AIM OF THE TASK
Drop every picture and give the entries back exactly.

_ _ _

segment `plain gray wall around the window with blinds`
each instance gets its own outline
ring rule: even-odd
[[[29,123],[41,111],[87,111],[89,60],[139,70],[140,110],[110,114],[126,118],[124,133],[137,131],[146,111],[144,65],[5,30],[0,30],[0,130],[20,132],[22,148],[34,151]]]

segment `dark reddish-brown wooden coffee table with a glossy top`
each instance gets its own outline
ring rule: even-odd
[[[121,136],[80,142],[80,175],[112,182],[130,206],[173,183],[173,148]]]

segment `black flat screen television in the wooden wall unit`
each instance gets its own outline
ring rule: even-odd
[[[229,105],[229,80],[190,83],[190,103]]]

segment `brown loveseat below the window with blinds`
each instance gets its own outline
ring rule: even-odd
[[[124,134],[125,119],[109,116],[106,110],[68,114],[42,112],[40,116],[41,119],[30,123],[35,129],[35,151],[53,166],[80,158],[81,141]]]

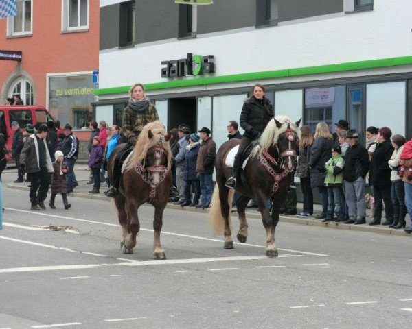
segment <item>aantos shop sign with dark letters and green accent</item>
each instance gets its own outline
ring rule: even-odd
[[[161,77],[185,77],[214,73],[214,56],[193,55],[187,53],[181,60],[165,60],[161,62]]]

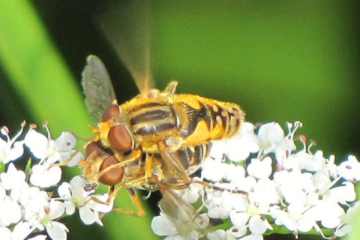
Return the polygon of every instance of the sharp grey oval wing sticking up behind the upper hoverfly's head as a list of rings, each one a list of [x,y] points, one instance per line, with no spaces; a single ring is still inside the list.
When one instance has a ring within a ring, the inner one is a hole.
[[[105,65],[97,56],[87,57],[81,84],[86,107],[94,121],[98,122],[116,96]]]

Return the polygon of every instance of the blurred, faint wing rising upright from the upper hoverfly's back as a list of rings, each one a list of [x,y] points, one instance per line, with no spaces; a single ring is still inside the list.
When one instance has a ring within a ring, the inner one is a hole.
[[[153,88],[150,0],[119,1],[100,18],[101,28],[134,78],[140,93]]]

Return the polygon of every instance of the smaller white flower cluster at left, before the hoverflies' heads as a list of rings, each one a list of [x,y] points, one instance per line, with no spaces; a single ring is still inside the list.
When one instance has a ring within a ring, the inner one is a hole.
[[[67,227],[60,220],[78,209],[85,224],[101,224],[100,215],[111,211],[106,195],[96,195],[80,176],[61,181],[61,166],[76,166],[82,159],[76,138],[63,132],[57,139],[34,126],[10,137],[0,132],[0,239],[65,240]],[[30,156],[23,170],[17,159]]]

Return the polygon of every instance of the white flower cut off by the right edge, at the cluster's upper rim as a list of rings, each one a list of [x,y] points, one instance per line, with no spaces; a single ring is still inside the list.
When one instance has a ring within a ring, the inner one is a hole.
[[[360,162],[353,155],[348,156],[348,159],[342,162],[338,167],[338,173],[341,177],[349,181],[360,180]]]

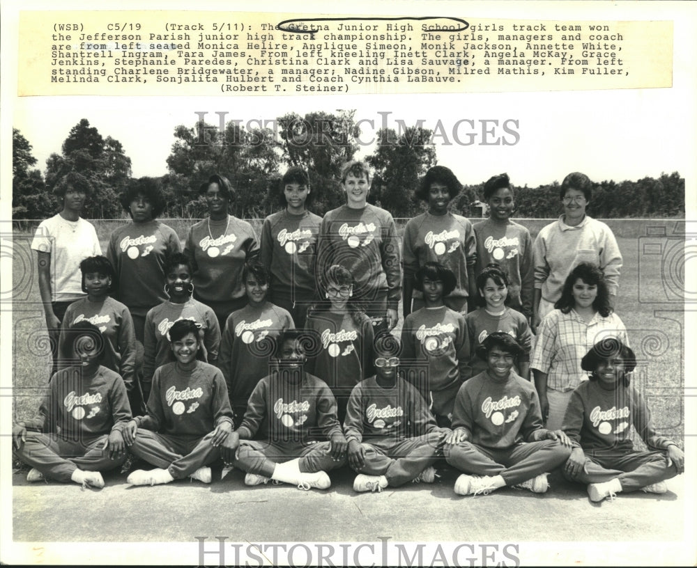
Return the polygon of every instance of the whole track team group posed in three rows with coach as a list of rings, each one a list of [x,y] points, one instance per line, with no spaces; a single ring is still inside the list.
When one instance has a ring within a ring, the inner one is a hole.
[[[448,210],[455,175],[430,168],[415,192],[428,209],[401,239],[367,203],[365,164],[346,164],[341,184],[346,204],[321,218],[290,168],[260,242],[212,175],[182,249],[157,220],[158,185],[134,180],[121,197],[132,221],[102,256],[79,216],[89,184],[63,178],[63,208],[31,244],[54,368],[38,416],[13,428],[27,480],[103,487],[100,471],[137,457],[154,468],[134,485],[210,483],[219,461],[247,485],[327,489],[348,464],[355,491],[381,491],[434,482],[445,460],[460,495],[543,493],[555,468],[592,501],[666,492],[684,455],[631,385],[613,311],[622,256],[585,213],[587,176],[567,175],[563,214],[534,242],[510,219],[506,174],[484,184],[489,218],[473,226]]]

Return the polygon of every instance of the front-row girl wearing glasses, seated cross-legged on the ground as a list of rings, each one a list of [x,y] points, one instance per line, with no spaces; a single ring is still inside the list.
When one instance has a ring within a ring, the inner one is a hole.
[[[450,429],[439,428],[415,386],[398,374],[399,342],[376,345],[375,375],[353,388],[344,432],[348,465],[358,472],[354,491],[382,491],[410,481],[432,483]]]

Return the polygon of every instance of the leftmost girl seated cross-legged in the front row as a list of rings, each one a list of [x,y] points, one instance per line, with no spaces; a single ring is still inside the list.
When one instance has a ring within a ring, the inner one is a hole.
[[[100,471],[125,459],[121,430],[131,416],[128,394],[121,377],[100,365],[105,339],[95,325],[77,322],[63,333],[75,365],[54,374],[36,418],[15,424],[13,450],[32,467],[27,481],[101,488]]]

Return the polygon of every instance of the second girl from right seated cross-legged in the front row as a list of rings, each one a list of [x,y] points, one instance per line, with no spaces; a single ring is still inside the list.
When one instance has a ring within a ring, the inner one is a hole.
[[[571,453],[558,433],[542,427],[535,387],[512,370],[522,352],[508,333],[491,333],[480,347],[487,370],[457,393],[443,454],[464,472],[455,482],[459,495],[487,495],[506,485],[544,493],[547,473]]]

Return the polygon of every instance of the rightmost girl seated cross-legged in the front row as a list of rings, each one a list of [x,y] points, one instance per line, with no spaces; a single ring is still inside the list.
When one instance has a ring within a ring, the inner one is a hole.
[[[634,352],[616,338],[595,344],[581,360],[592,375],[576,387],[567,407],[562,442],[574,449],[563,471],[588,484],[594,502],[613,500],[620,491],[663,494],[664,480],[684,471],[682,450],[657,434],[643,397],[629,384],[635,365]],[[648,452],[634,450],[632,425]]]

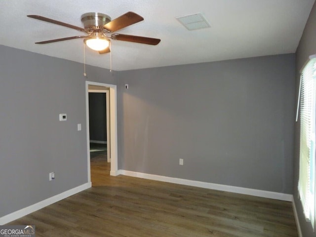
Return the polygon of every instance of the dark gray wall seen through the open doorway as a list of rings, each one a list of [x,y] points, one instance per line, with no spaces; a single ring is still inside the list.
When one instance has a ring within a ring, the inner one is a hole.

_ _ _

WORKED SOLUTION
segment `plain gray wall around the window with blinds`
each instance gets its own outline
ring rule: even-odd
[[[29,123],[41,111],[87,111],[89,60],[139,70],[140,110],[110,114],[126,118],[124,133],[137,131],[146,111],[144,65],[5,30],[0,30],[0,130],[20,132],[22,148],[34,151]]]

segment `dark reddish-brown wooden coffee table with a glossy top`
each instance gets its own outline
ring rule: even-odd
[[[121,136],[80,142],[80,175],[112,182],[130,206],[173,183],[173,148]]]

segment `black flat screen television in the wooden wall unit`
each instance gets its own outline
ring rule: even-odd
[[[229,105],[229,80],[190,83],[190,103]]]

segment `brown loveseat below the window with blinds`
each instance gets its own outline
ring rule: even-odd
[[[124,134],[125,119],[109,116],[106,110],[68,114],[42,112],[40,116],[41,119],[30,123],[35,129],[35,151],[53,166],[80,158],[81,141]]]

segment <item>aantos shop sign with dark letters and green accent</item>
each instance gets its own outline
ring rule: even-odd
[[[161,77],[185,77],[214,73],[214,56],[193,55],[187,53],[181,60],[165,60],[161,62]]]

Return the polygon of every instance of the sharp grey oval wing sticking up behind the upper hoverfly's head as a list of rings, each one a list of [x,y] points, one instance per line, with no spaces; a single ring is still inside the list.
When one instance has a ring within a ring, the inner one is a hole.
[[[105,65],[97,56],[87,57],[81,84],[86,107],[94,121],[98,122],[116,96]]]

Return the polygon of every instance of the blurred, faint wing rising upright from the upper hoverfly's back as a list of rings, each one a list of [x,y] points, one instance per line, with no spaces; a single ring is still inside the list.
When one instance has a ring within a ring, the inner one is a hole.
[[[153,88],[150,0],[119,1],[100,18],[101,28],[134,78],[140,93]]]

Return the polygon of every instance of the smaller white flower cluster at left, before the hoverflies' heads as a list of rings, each one a list of [x,y] points, one instance per line, with no spaces; a single ring is still inside the list.
When one instance has a ring within a ring, the inner one is a hole.
[[[67,227],[60,220],[78,209],[85,224],[101,224],[100,215],[111,211],[106,195],[96,195],[80,176],[61,181],[61,166],[76,166],[82,159],[76,138],[63,132],[57,139],[34,126],[10,137],[0,132],[0,239],[65,240]],[[30,156],[23,170],[17,159]]]

Return the polygon of every instance of the white flower cut off by the right edge, at the cluster's upper rim as a list of rings, each one a list of [x,y] points, one instance per line, with no spaces; a single ring is still inside the list.
When one instance has a ring within a ring, the inner one is a hole.
[[[360,162],[353,155],[348,156],[348,159],[342,162],[338,167],[338,173],[341,177],[349,181],[360,180]]]

Return the polygon of every instance of the whole track team group posed in three rows with coach as a list of rings, each one a list of [x,y] points, one instance per line, with no spaces; a single ring is still inside the list.
When one instance has a ring within a ring, the inner one is a hole.
[[[448,210],[455,175],[430,168],[415,192],[428,209],[401,239],[367,203],[365,164],[346,164],[341,184],[346,204],[321,218],[290,168],[260,242],[212,175],[182,249],[157,220],[158,185],[134,180],[121,197],[132,221],[102,256],[79,216],[89,184],[63,178],[63,208],[31,244],[54,368],[38,416],[13,428],[27,480],[103,487],[100,471],[137,457],[154,468],[134,485],[210,483],[219,461],[247,485],[327,489],[348,464],[355,491],[381,491],[434,482],[445,460],[460,495],[543,493],[555,468],[592,501],[666,492],[684,455],[631,385],[613,311],[622,256],[585,213],[587,176],[567,175],[563,214],[534,242],[510,219],[506,174],[484,184],[489,218],[473,226]]]

Return the polygon of every instance of the front-row girl wearing glasses, seated cross-legged on the ground as a list of rings, each one a list of [x,y] points, one instance per line, with no spaces; a single ring is still inside the list.
When one instance has a ring within a ring, the inner one is a hole.
[[[450,429],[439,428],[415,386],[398,374],[399,342],[376,345],[375,375],[353,388],[344,432],[348,465],[358,472],[354,491],[382,491],[410,481],[432,483]]]

Return the polygon of every instance of the leftmost girl seated cross-legged in the front row as a list of rings, each one a list of [x,y] points, one instance per line, with no spaces; a single ring is still inside the list.
When one instance has a ring within a ring, the inner one is a hole.
[[[100,471],[125,459],[121,430],[131,416],[128,394],[121,377],[100,365],[105,339],[95,325],[77,322],[63,333],[75,365],[54,374],[36,418],[15,424],[13,450],[32,467],[27,481],[101,488]]]

Return the polygon of every instance of the second girl from right seated cross-legged in the front row as a list of rings, each one a list of [x,y] points, one instance per line, with no spaces; a single ring is still inside the list.
When one instance has a ring within a ring, the inner one is a hole.
[[[571,453],[558,433],[542,427],[535,387],[512,370],[522,352],[508,333],[491,333],[480,347],[487,370],[457,393],[443,454],[464,472],[455,482],[459,495],[487,495],[506,485],[544,493],[547,473]]]

Return the polygon of every instance of the rightmost girl seated cross-legged in the front row as a list of rings, each one a list of [x,y] points, one instance per line, with no spaces; a single ring is still inside the list.
When one instance has a ring within a ring, the inner one is a hole.
[[[634,352],[616,338],[595,344],[581,360],[592,375],[576,387],[567,407],[562,442],[574,449],[563,471],[588,484],[594,502],[613,500],[620,491],[663,494],[664,480],[684,471],[682,450],[657,434],[643,397],[629,384],[635,365]],[[648,452],[634,450],[632,425]]]

Return the polygon of every instance of the dark gray wall seen through the open doorway as a list of rings, each one a list of [x,y] points, one instance per line, with no spaces; a single ring is still inside the list.
When one instance has a ring within a ring, the inner one is a hole.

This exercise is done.